Image point grounding data

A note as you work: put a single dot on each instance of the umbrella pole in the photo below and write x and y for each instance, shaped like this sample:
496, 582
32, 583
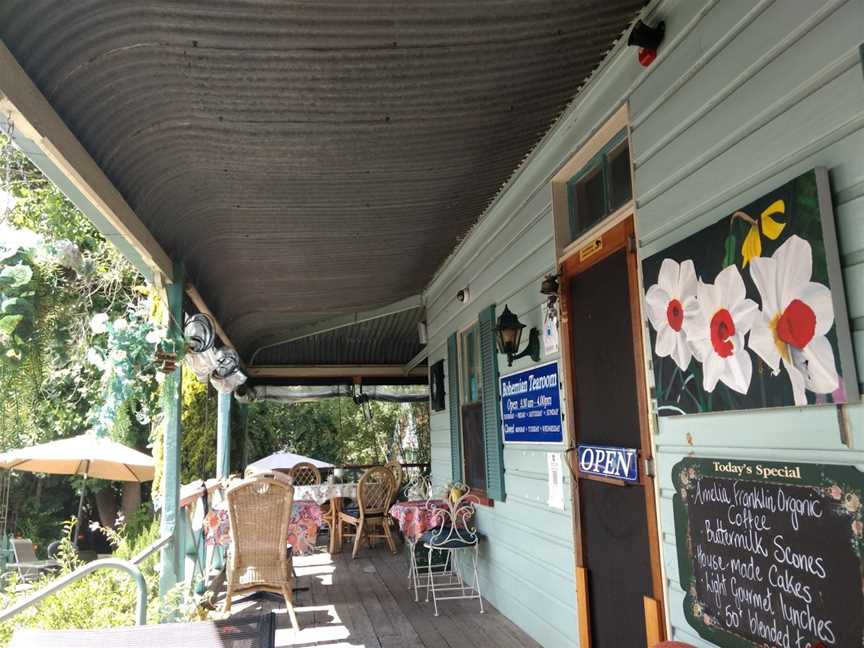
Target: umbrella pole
80, 512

## Prompt
Only the pictures are to be left out; write out all the other data exactly.

## Exercise solution
A note as you work: put a single dot on each instance of the umbrella pole in the photo below and write x and y for each instance, shaped like this sample:
496, 582
32, 583
Target: umbrella pole
80, 512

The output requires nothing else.